_Task instructions_
(1) According to the biography of Rebecca Edelsohn, on what date was she discharged from the Hebrew Orphan Asylum of New York?
(2) List every person named in the biography of Rebecca Edelsohn, other than Edelsohn herself.
(3) Continue the biography of Rebecca Edelsohn from the point where it stops.
Selected text Block Start
Rebecca Edelsohn, in contemporary sources often given as Becky Edelson, (1892–1973) was a Latvian American anarchist and hunger striker who was jailed in 1914 for disorderly conduct during an Industrial Workers of the World speech. According to The New York Times, she was the first woman to attempt a hunger strike in the United States.

==Biography==
Edelsohn was born in 1892 in Riga, Russian Empire. Her family emigrated to the United States when she was one or two years old. Later, she spent some time living in the Hebrew Orphan Asylum of New York. She was discharged from the orphanage on May 14, 1902. As a teenager, she lived in Emma Goldman's home.

In 1906, after Alexander Berkman's release from prison, Edelsohn became his close companion and, the following year, his lover. She was arrested in 1906 at a meeting to discuss Leon Czolgosz. She was arrested again at an International Brotherhood Welfare Association meeting at Cooper Union on Labor Day, 1908. She was arrested again on May 23, 1909, along with Leopold Bergman and charged with disorderly conduct.

In 1911, Ben Reitman performed an illegal abortion for her.
Selected text Block End
Supplied records Block Start
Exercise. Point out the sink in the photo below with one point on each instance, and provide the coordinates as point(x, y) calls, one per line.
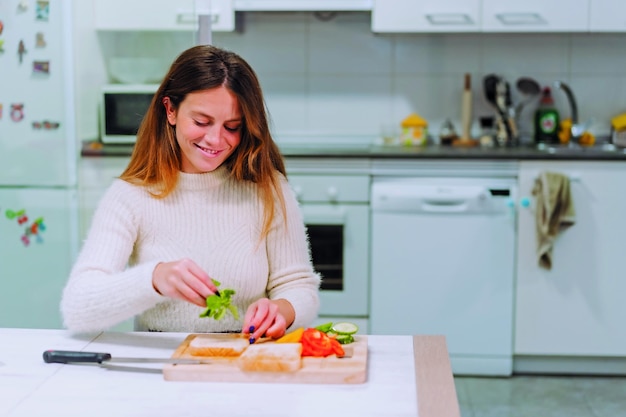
point(575, 149)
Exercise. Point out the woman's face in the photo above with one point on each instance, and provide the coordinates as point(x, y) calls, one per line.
point(208, 128)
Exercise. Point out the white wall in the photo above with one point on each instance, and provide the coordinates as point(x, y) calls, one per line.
point(338, 78)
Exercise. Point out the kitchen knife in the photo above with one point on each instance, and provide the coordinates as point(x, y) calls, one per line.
point(71, 356)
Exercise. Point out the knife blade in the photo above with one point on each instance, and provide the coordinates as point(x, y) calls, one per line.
point(71, 356)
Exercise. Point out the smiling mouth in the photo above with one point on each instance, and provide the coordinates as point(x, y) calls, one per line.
point(207, 150)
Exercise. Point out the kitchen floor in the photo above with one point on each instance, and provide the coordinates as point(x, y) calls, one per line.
point(542, 396)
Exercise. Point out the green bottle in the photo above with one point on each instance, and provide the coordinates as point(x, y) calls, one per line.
point(547, 119)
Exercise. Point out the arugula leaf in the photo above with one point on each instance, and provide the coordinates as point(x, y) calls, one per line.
point(218, 305)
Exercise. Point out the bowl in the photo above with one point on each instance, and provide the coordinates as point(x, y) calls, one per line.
point(135, 70)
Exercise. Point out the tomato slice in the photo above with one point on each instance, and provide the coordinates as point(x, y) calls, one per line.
point(317, 343)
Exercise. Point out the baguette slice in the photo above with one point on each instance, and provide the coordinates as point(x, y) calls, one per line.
point(218, 345)
point(272, 357)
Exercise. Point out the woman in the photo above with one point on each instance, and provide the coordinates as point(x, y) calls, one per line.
point(204, 197)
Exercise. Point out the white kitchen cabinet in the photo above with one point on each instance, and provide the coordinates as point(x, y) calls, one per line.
point(577, 309)
point(426, 16)
point(535, 16)
point(607, 16)
point(162, 15)
point(302, 5)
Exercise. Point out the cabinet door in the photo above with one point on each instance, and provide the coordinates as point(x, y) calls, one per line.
point(535, 16)
point(162, 15)
point(426, 16)
point(577, 308)
point(38, 245)
point(607, 16)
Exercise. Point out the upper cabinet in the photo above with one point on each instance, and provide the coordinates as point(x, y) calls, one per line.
point(607, 16)
point(398, 16)
point(426, 16)
point(125, 15)
point(535, 16)
point(302, 5)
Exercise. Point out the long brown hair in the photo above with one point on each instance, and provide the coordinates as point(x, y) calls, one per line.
point(156, 157)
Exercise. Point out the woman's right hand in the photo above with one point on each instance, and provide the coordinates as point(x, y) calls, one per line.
point(184, 280)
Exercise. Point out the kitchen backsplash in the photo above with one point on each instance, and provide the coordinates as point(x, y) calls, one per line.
point(337, 79)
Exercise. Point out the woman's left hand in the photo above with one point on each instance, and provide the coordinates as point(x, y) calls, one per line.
point(269, 318)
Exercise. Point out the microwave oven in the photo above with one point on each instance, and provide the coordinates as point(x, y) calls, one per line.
point(122, 108)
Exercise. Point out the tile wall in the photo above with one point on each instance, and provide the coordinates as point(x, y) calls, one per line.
point(336, 79)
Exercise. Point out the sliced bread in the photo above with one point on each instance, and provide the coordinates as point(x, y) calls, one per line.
point(271, 357)
point(217, 345)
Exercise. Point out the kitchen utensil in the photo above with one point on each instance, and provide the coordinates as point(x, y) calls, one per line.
point(503, 104)
point(489, 86)
point(466, 108)
point(531, 89)
point(570, 98)
point(71, 356)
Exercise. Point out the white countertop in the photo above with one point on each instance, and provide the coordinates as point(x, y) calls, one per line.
point(405, 374)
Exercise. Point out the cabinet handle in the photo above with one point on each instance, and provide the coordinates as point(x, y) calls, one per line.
point(186, 17)
point(449, 19)
point(520, 19)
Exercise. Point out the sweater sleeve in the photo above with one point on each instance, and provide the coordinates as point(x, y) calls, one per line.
point(291, 271)
point(101, 292)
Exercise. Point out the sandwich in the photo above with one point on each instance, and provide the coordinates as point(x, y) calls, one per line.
point(217, 345)
point(271, 357)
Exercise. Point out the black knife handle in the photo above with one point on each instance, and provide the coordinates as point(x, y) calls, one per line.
point(71, 356)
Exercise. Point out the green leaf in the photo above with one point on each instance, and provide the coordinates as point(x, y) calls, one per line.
point(217, 305)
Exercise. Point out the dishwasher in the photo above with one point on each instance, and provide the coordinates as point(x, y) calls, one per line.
point(443, 263)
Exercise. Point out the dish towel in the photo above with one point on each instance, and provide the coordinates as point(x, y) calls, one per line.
point(554, 212)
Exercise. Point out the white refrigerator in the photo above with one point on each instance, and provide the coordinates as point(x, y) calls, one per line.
point(38, 161)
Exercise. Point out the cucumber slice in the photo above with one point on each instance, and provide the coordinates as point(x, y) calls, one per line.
point(345, 328)
point(344, 339)
point(325, 327)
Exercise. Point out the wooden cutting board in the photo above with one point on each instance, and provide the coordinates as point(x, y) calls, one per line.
point(329, 370)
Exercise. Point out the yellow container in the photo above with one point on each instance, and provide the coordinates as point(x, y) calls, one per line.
point(414, 131)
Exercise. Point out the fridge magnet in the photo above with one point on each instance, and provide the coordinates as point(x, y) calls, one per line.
point(47, 125)
point(41, 67)
point(33, 230)
point(43, 10)
point(20, 215)
point(22, 6)
point(17, 112)
point(40, 40)
point(50, 125)
point(21, 50)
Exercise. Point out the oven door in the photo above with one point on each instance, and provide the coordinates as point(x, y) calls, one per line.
point(339, 239)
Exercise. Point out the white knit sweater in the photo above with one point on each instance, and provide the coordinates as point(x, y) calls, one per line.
point(209, 218)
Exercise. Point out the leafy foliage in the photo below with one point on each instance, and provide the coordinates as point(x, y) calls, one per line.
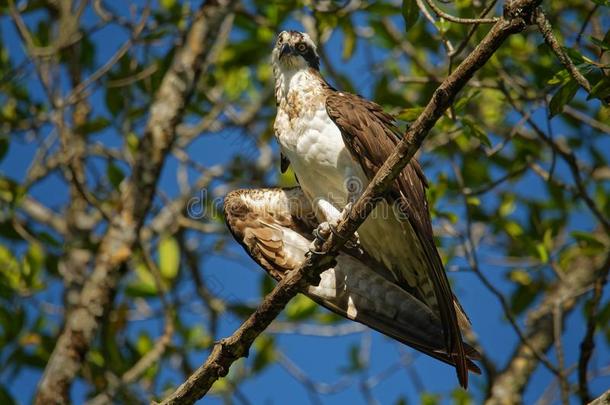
point(518, 167)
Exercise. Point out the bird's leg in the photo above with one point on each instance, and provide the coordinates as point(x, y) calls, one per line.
point(333, 216)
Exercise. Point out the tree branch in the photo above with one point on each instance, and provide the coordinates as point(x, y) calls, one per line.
point(512, 381)
point(603, 399)
point(547, 32)
point(517, 14)
point(166, 112)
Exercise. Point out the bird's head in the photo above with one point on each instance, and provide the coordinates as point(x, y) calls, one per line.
point(294, 51)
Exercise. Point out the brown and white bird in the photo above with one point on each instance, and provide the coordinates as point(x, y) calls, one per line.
point(275, 227)
point(336, 142)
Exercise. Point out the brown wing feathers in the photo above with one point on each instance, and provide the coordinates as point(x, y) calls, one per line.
point(371, 135)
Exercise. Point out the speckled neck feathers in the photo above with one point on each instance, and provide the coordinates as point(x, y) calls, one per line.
point(303, 88)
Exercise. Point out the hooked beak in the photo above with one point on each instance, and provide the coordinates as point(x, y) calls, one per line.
point(286, 50)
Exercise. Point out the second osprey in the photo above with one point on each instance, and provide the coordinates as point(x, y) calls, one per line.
point(336, 142)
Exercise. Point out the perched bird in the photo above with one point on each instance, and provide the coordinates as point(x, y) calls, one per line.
point(336, 142)
point(275, 227)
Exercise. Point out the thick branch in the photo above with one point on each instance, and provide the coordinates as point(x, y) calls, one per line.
point(603, 399)
point(230, 349)
point(116, 245)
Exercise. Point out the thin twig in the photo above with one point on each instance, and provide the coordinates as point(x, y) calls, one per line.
point(547, 32)
point(588, 342)
point(564, 387)
point(459, 20)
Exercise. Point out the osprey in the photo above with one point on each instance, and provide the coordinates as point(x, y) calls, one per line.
point(336, 142)
point(275, 226)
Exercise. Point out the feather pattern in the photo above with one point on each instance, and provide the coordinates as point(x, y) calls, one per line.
point(274, 227)
point(371, 135)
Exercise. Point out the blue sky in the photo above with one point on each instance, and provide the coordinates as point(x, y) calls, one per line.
Supplied records Block End
_Answers to the exercise_
(1) May 14, 1902

(2) Emma Goldman, Alexander Berkman, Leon Czolgosz, Leopold Bergman, Ben Reitman

(3)
Following the Ludlow Massacre in 1914, Edelsohn helped to lead anti-Rockefeller demonstrations in Tarrytown, New York. On the first day of demonstrations, Edelsohn, Arthur Caron, Charles Plunkett, and other anarchists were arrested and charged with disorderly conduct after giving speeches at the public square. At her hearing, Edelsohn was specifically cited for calling John D. Rockefeller Jr. a "multi-murderer". The demonstrators rejected legal counsel and furiously pleaded their own defense, with Edelsohn at the forefront of the group. She denounced the charges as politically motivated, and scornfully dismissed the court as illegitimate: "This town is owned by John D. Rockefeller. We don't expect justice here." She was jailed at Blackwell's Island where she refused to accept any nourishment other than water. In a letter smuggled to Alexander Berkman, she wrote, "I am still sticking to my programme, having fasted over twenty-seven days. I am very weak." This letter prompted Edelsohn's friends to raise the $300 necessary to post a bond for her release.

Edelsohn married fellow anarchist Charles Plunkett after World War I. Their marriage lasted nine years. The couple had a son.

Edelsohn died of emphysema in 1973.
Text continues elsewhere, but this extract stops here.